(Data entries)
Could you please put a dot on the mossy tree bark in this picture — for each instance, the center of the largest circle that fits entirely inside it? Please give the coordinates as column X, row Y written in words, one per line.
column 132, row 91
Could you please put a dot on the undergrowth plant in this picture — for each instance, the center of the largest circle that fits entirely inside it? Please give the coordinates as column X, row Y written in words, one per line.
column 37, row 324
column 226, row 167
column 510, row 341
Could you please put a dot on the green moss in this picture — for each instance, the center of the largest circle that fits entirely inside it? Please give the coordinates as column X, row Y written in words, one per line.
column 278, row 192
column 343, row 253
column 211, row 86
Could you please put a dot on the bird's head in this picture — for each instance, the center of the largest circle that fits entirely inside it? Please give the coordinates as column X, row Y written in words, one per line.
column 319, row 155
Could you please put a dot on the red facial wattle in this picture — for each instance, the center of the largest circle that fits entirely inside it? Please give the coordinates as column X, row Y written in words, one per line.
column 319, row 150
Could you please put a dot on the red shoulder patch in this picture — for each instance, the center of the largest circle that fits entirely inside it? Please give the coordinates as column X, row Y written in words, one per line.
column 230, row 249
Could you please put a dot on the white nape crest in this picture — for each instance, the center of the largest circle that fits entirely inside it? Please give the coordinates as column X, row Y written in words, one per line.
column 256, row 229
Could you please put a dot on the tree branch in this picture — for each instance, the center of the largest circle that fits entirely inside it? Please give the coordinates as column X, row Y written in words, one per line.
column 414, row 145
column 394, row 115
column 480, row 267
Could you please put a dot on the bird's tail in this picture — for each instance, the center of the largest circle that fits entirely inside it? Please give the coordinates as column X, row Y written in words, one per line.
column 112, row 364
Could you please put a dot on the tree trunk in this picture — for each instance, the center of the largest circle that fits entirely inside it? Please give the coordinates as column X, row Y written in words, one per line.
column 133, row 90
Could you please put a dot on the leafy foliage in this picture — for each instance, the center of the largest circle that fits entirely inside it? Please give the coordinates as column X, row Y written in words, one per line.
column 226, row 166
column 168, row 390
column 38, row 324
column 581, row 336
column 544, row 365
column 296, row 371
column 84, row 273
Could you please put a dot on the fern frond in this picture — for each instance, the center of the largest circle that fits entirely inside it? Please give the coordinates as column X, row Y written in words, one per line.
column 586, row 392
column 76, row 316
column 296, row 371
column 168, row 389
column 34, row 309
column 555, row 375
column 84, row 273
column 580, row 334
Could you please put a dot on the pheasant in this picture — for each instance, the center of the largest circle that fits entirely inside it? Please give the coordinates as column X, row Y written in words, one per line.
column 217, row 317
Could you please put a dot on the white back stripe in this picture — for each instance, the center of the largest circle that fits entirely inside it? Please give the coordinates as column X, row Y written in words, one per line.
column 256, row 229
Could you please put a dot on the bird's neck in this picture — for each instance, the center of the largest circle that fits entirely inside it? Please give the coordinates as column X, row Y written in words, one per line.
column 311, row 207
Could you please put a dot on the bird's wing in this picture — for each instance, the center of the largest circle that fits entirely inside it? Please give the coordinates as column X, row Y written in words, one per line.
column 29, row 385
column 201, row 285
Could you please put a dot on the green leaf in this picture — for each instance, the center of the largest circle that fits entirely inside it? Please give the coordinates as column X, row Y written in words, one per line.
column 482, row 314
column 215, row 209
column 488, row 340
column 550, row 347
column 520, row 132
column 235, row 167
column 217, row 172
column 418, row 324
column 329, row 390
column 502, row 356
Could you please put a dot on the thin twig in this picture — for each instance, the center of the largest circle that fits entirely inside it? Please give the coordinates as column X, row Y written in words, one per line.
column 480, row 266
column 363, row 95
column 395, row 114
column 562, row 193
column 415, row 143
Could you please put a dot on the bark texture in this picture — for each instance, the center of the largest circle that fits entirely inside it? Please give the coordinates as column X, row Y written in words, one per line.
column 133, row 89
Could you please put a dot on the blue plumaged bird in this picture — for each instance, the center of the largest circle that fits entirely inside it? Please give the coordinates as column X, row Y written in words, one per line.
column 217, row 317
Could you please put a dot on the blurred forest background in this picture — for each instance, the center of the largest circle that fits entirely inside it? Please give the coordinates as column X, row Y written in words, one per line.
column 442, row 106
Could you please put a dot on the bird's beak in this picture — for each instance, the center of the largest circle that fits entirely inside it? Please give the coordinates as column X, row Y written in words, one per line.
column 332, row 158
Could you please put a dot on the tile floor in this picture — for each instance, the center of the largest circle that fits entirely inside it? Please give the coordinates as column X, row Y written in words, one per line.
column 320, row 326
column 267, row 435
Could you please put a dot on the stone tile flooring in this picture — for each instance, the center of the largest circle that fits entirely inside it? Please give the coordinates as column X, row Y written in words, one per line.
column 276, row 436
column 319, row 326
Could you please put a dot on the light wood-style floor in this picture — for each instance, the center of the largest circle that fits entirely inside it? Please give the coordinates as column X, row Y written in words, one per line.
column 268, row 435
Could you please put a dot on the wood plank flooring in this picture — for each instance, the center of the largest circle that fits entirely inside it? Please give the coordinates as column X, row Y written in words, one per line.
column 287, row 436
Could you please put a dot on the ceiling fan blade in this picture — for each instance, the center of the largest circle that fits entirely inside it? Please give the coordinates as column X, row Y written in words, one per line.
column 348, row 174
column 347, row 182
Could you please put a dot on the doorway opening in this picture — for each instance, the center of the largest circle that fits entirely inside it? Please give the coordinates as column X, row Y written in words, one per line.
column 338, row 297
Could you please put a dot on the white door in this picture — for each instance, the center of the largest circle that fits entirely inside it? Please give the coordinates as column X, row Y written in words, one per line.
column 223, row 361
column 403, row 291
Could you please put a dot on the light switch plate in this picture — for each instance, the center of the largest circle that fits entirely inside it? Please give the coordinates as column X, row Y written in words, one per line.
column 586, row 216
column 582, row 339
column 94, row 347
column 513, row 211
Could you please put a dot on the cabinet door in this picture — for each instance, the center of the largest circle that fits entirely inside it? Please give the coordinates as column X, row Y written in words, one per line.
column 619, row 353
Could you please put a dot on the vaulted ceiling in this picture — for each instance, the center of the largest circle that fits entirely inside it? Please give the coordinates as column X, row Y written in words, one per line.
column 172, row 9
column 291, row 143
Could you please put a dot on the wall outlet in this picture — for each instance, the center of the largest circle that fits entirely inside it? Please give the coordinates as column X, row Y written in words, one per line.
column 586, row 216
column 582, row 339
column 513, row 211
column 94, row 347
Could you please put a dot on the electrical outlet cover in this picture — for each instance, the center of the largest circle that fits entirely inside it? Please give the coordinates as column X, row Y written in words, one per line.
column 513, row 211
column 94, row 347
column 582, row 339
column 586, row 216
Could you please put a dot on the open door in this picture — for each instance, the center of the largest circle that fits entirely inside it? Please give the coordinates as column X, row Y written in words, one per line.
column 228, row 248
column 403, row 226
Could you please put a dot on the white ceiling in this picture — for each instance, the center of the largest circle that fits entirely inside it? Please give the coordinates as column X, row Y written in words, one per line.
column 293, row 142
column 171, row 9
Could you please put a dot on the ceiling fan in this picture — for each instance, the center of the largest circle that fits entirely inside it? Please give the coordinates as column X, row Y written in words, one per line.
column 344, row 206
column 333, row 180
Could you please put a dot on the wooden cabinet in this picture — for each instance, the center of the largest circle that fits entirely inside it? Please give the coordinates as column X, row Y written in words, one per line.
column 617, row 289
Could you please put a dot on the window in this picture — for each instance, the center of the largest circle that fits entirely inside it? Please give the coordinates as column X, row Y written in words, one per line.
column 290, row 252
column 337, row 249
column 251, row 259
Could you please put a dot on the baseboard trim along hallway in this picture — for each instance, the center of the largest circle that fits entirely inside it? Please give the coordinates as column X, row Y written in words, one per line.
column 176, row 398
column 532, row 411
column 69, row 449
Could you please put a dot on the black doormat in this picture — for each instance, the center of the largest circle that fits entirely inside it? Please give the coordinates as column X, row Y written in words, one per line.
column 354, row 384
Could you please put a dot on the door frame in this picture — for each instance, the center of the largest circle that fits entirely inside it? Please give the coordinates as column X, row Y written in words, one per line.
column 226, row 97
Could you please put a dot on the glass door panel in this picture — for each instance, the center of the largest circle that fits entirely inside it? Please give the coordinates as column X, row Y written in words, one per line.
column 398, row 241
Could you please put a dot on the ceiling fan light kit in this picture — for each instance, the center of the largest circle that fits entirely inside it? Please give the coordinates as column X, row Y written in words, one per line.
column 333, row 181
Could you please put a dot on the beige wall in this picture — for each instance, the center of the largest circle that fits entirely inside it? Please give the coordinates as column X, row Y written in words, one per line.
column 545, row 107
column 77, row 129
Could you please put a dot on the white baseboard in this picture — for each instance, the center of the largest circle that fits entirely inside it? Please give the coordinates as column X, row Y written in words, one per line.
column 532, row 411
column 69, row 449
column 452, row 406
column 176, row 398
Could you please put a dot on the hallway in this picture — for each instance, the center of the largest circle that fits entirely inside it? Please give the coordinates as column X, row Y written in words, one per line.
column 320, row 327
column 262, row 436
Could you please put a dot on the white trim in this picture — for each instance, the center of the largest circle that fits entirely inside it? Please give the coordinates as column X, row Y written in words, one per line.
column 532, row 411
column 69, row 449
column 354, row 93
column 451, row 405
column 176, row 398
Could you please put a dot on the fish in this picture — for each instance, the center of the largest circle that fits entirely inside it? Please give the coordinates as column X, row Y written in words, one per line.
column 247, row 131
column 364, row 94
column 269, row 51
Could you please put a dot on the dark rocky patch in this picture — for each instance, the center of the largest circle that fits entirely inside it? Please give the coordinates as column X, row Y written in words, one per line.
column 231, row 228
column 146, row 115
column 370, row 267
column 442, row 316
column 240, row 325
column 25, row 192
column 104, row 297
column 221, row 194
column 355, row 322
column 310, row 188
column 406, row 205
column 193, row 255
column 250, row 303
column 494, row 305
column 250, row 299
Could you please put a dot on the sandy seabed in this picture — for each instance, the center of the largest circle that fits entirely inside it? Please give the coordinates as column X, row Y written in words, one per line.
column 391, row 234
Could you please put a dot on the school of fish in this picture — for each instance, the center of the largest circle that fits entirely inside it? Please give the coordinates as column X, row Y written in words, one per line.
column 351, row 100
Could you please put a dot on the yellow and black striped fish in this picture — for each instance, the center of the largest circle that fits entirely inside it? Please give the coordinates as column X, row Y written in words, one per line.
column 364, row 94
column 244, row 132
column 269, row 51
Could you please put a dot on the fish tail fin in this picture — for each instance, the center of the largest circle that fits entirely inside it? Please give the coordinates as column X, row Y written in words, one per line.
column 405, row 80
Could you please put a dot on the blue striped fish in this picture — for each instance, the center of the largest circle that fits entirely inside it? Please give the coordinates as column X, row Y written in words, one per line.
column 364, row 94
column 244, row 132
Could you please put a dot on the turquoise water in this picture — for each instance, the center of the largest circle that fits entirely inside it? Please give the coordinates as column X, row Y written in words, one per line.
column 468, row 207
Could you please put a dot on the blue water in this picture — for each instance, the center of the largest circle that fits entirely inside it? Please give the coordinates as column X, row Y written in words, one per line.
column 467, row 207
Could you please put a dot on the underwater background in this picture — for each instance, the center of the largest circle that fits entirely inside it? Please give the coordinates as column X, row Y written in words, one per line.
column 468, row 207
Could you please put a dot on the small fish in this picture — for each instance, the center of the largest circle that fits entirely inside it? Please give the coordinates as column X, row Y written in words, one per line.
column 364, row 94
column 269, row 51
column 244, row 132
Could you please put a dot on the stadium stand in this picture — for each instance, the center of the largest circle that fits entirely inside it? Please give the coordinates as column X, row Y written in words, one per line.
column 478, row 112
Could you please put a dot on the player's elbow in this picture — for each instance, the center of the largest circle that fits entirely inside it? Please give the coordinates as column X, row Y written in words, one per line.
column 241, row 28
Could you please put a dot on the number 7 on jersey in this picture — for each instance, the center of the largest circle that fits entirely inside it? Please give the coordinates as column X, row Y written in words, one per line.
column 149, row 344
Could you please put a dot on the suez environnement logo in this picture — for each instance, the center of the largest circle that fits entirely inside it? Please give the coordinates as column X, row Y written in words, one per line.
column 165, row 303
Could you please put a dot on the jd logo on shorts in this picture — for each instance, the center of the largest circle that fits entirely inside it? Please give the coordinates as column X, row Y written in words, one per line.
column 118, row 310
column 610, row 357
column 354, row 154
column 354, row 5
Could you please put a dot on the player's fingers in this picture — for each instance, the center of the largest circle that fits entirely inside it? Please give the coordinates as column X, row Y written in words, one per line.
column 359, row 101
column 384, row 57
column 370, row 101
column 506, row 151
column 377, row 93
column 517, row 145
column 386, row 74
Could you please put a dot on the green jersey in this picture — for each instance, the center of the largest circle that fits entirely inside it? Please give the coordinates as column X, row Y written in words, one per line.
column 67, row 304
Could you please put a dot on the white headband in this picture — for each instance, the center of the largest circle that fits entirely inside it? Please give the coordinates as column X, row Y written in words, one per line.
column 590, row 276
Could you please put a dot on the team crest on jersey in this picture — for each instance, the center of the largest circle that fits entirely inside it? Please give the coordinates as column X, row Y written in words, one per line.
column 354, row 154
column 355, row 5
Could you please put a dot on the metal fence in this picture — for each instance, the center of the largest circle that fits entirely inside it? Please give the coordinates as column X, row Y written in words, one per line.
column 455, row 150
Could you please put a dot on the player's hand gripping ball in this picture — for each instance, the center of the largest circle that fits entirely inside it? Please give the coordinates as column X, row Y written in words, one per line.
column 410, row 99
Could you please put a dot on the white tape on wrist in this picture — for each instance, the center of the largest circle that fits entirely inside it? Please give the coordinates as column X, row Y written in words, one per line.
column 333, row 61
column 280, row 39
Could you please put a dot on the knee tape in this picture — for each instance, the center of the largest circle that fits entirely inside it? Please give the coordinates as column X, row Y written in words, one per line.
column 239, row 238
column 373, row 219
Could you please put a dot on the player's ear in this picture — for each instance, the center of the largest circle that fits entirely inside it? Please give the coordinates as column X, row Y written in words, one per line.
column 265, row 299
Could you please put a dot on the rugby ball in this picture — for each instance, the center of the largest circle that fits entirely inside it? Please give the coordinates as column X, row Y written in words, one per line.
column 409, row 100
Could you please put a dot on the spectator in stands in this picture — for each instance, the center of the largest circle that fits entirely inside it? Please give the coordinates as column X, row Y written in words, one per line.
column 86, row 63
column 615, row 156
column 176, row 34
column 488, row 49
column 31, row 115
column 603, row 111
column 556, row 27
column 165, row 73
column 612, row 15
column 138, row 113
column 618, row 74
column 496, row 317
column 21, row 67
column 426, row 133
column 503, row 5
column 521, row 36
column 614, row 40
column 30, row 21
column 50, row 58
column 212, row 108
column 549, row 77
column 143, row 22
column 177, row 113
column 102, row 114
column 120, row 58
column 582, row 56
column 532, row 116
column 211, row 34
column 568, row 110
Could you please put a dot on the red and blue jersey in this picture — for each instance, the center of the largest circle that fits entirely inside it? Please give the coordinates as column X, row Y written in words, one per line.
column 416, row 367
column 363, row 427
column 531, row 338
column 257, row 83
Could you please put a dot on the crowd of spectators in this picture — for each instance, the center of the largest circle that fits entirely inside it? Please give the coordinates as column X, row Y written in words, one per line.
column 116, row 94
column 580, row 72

> _YOUR TASK_
Starting at the line that has "Could you please put a dot on the thin" and ending after the line that has "column 319, row 326", write those lines out again with "thin twig" swapped for "small twig" and nothing else altered.

> _ANSWER BELOW_
Could you please put a dot on the small twig in this picture — for each instance, the center of the largest circle that fits entirely inside it? Please give the coordinates as column X, row Y written in words, one per line.
column 480, row 266
column 363, row 95
column 395, row 114
column 562, row 193
column 415, row 143
Could you please put a dot on the bark texture in this picture — for each instance, the center of the largest circle that fits entirely inside it? Please give the coordinates as column X, row Y written in words, one per line.
column 133, row 89
Could you please put a dot on the blue plumaged bird in this picture — for each instance, the center of the largest circle that fits entirely inside it? Please give the coordinates as column X, row Y written in words, one per line.
column 217, row 317
Could you please put a dot on the blurred forest background in this picture — for each instance, the center of the largest circle that fits entirely inside it? Please give the coordinates as column X, row Y written in words, one per line.
column 442, row 106
Could you please put a dot on the bird's beak in this picture — for each instance, the center of the largest circle that fits entirely inside it? Please give the coordinates as column X, row Y written in words, one per line.
column 332, row 158
Could you please put a dot on the tile floor in this picture — for each instance, the center of the largest circle that fits entirely inside it? Please give the coordinates as column X, row Y written in words, one per line.
column 320, row 326
column 267, row 435
Could you please put a dot on the stone tile flooring in this picture — for each instance, the center of the largest circle that fits entirely inside it? Please give the coordinates as column X, row Y written in words, one per line.
column 276, row 436
column 319, row 326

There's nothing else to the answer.